**TEXT PASSAGE**

========================================================================

Photos courtesy of Julye Newman
URI professor makes new discoveries in hydrothermal vents
Imagine being underwater in the dark, deep sea with pressures so strong our 206 bones would be crushed. While humans haven’t adapted to surviving in the deep ocean, other animals’ vision has evolved to see and some are even able to create their own source of light, bioluminescence.
“We were driven by pure exploration to learn more about this area in the ocean,” Brennan Phillips said, a professor and researcher in ocean engineering at the University of Rhode Island’s Bay Campus.
Surprisingly, humanity has only explored under five percent of the ocean, according to the National Oceanic and Atmospheric Administration (NOAA). What else might be out there? Driven by curiosity, URI’s ocean research team extensively planned their expedition to the Galapagos Islands and hopped aboard the Titanic discoverer’s, Robert Ballard, boat in pursuit of exploration. The team consisted of a chief scientist, a geologist, an expedition leader, researchers and graduate students.

========================================================================

**DATA FOR REVIEW**
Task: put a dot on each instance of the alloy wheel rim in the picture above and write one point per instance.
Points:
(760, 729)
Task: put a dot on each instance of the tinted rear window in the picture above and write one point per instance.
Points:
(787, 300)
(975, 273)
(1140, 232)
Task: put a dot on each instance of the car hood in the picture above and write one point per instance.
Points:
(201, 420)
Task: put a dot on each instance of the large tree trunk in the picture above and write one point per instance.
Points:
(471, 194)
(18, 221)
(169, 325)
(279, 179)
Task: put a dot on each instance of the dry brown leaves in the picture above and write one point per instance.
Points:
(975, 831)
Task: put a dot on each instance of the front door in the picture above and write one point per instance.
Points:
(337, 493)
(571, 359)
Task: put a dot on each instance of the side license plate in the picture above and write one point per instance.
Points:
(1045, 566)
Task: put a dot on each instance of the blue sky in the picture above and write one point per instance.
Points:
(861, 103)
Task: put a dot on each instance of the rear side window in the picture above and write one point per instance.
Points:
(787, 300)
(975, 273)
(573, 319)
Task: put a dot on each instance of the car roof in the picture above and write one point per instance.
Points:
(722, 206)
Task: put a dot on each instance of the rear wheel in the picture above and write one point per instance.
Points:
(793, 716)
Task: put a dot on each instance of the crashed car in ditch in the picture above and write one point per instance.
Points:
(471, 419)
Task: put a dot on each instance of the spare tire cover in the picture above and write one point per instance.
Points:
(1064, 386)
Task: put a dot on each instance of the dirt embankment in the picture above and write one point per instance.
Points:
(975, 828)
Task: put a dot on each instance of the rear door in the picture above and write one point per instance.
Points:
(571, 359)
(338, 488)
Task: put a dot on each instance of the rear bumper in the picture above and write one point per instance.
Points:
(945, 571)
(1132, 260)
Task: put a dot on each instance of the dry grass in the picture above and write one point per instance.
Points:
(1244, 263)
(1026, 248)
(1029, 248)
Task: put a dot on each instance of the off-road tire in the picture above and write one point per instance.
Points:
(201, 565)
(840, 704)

========================================================================

**EXPLORE THE MATERIAL**
[a] In the article about the URI professor's hydrothermal vent discoveries, rewrite the part from "Photos courtesy of" up to and including "Island’s Bay Campus.", substituting "flattened" for "crushed".
[b] According to the article about the URI professor's hydrothermal vent discoveries, is each statement below true? (i) Humanity has explored less than five percent of the ocean. (ii) The team's expedition went to Hawaii. (iii) Brennan Phillips is a professor of marine biology.
[c] Continue the article about the URI team's hydrothermal vent exploration after its last sentence.

**ANSWERS BY TASK**
[a]
Photos courtesy of Julye Newman
URI professor makes new discoveries in hydrothermal vents
Imagine being underwater in the dark, deep sea with pressures so strong our 206 bones would be flattened. While humans haven’t adapted to surviving in the deep ocean, other animals’ vision has evolved to see and some are even able to create their own source of light, bioluminescence.
“We were driven by pure exploration to learn more about this area in the ocean,” Brennan Phillips said, a professor and researcher in ocean engineering at the University of Rhode Island’s Bay Campus.

[b]
(i) Yes: "humanity has only explored under five percent of the ocean"
(ii) No: "planned their expedition to the Galapagos Islands"
(iii) No: "a professor and researcher in ocean engineering"

[c]
“In order to work in the Galapagos at that scale you have to collaborate with someone there,” Phillips said.
Coordinating efforts to meet objectives of all groups involved is key. Projects this vast rely upon collaboration with local community members. This entailed working with the local Charles Darwin Research Station and the government of Ecuador.
“We have the ability to produce high resolution maps of the seafloor,” Phillips said .
Through producing underwater maps, the team was able to convince the government of Ecuador how worthwhile the exploration was. Furthermore, they met the Darwin Research Station’s goal of expanding the park and protecting the marine species that inhabit this region. That was the golden ticket the team needed to pursue exploration and reveal a piece of the ocean human eyes have yet to discover.
“Hydrothermal vents are known for finding interesting biology…each vent area appears to have its own ecology, its own subset of animals,” Phillips said.
You might be wondering how organisms may even survive in this type of environment; without sunlight, photosynthesis may not occur to produce nutrients. These hydrothermal vents are chemosynthetic, meaning they’re able to produce nutrients from various chemicals (i.e. sulfur, methane, iron). Bacteria may live off of these nutrients, thus allowing larger organisms to feed off of them. Impressively, the team discovered skate eggs within proximity of the hydrothermal vents.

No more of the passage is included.